INPUT DATA »
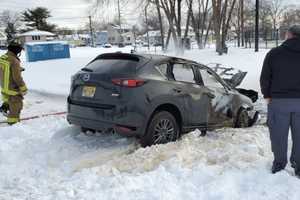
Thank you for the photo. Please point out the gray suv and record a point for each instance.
(156, 98)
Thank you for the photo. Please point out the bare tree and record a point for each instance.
(222, 12)
(277, 8)
(201, 18)
(291, 17)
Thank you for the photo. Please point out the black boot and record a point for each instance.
(4, 109)
(293, 164)
(277, 167)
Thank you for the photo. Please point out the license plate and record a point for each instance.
(88, 91)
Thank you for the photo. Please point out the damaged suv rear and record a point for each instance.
(156, 98)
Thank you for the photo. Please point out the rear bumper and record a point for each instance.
(120, 120)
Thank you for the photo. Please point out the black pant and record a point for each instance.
(284, 114)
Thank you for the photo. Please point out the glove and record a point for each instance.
(23, 90)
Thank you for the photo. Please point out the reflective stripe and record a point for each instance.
(6, 74)
(5, 98)
(12, 120)
(23, 88)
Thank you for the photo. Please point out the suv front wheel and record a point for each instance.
(163, 128)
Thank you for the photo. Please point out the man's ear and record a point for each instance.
(289, 35)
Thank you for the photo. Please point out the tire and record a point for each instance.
(243, 119)
(163, 128)
(87, 130)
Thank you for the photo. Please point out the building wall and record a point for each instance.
(101, 38)
(26, 39)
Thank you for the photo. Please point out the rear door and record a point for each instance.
(95, 84)
(193, 95)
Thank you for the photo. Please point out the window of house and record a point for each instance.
(209, 79)
(163, 69)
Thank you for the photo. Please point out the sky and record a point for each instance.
(66, 13)
(74, 13)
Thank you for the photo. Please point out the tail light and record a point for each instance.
(128, 82)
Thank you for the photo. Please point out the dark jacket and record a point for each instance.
(280, 76)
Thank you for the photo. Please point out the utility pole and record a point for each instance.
(91, 31)
(256, 25)
(147, 29)
(120, 29)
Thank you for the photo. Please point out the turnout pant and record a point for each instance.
(15, 107)
(284, 114)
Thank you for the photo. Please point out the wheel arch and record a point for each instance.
(171, 108)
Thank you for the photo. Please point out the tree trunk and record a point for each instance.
(160, 25)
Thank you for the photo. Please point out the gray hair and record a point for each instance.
(295, 30)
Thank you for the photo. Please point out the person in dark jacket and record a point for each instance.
(280, 86)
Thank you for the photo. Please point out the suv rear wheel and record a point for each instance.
(163, 128)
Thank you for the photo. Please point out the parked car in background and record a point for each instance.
(107, 45)
(156, 98)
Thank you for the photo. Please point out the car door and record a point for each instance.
(192, 94)
(221, 113)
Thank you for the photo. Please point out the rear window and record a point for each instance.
(113, 66)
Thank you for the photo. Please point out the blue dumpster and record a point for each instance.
(46, 51)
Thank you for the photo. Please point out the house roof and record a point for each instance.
(37, 33)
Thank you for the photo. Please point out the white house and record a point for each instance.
(154, 37)
(117, 35)
(36, 36)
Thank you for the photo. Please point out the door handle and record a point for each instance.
(210, 95)
(177, 90)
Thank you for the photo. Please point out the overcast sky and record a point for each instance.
(73, 13)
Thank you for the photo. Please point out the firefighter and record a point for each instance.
(13, 87)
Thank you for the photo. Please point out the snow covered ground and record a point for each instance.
(47, 159)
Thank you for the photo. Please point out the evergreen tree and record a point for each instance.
(37, 19)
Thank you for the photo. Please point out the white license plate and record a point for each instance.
(88, 91)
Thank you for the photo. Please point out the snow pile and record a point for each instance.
(54, 76)
(48, 159)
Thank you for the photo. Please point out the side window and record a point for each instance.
(209, 79)
(183, 72)
(163, 69)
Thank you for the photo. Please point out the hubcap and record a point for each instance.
(164, 131)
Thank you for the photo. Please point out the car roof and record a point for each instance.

PROBLEM DESCRIPTION »
Keep every word of the data as it is when you write it out, but drop the pictures.

YOUR SOLUTION »
Thank you for the photo. Please point out the gray suv and record a point for each instance.
(156, 98)
Thank you for the photo. Please point out the bare tree and record a point for each instance.
(222, 12)
(277, 8)
(201, 18)
(291, 17)
Thank you for the photo. Please point out the black boot and record a point for each instance.
(4, 109)
(293, 164)
(277, 167)
Thank you for the photo. Please point out the license plate and record a point for each instance.
(88, 91)
Thank you for the photo. Please point out the damaged suv rear and record a point for each instance.
(156, 98)
Thank you for the photo. Please point out the rear bumper and record a point for each instance.
(120, 120)
Thank you for the photo. Please point out the black pant and record a point for each instance.
(284, 114)
Thank you for the photo. Please point out the glove and record a point for each instance.
(23, 90)
Thank you for the photo. Please point out the reflective stripe and record a point for each instance.
(6, 74)
(5, 98)
(12, 120)
(23, 88)
Thank you for the photo. Please point out the suv front wheel and record a point for each instance.
(163, 128)
Thank you for the photo. Please point out the man's ear and record a point for each instance.
(289, 35)
Thank you for the photo. Please point out the tire and record a point for each instance.
(243, 119)
(163, 128)
(87, 130)
Thank you for the photo. Please point out the building wall and record a point for each instance.
(101, 38)
(26, 39)
Thank you for the photo. Please point out the rear door and record a point for each instance.
(95, 84)
(193, 95)
Thank you for the photo. Please point out the window of house and record a point for each instance.
(209, 79)
(163, 69)
Thank you for the photo. Please point out the sky and record a point for each instance.
(66, 13)
(74, 13)
Thank you for the photo. Please point out the tail light and record a point for each instance.
(128, 82)
Thank you for the photo. Please point out the dark jacket and record a point for each instance.
(280, 76)
Thank you for the photo. Please point out the utility pole and record a point for each instance.
(91, 31)
(256, 25)
(147, 29)
(120, 29)
Thank you for the photo. Please point out the turnout pant and record a point for each instance.
(15, 107)
(284, 114)
Thank you for the photo. Please point out the wheel arch and record a point for each instance.
(171, 108)
Thank you for the photo. Please point out the tree trunk and record a point for each instance.
(160, 25)
Thank you for the photo. Please point out the gray hair and record a point for each instance.
(295, 30)
Thank you for the photo. Please point out the person in dark jacket and record a point for each instance.
(280, 86)
Thank you for the photo. Please point out the suv rear wheel and record a point for each instance.
(163, 128)
Thank you for the photo. Please point out the parked car in background and record a point for each instance.
(107, 45)
(156, 98)
Thank you for the photo. Please point out the car door and record a point for each instance.
(192, 94)
(221, 113)
Thank you for the photo. Please point out the rear window and record a point for each instance.
(113, 66)
Thank you for the photo. Please point out the blue dumpster and record a point for each instance.
(46, 51)
Thank you for the photo. Please point out the house roof and record a point for each instance.
(37, 33)
Thank you for the photo. Please point out the white house and record a point for each instance.
(154, 37)
(117, 35)
(36, 36)
Thank you for the photo. Please point out the door handle and record a point for each instance.
(210, 95)
(177, 90)
Thank you for the photo. Please point out the overcast sky and record a point for each instance.
(73, 13)
Thank you for the photo. Please point out the firefighter and record a point for each instance.
(13, 87)
Thank you for the photo. Please point out the snow covered ground and record a point for each instance.
(47, 159)
Thank you for the photo. Please point out the evergreen tree and record a point for each instance.
(37, 19)
Thank you for the photo. Please point out the white license plate and record a point for each instance.
(88, 91)
Thank you for the photo. Please point out the snow pile and record a point for each instance.
(54, 76)
(48, 159)
Thank you for the photo. Please point out the side window and record a point for each instance.
(209, 79)
(183, 72)
(163, 69)
Thank you for the photo. Please point out the hubcap and record a point for each instance.
(164, 131)
Thank you for the photo. Please point out the car roof and record a point for each instance.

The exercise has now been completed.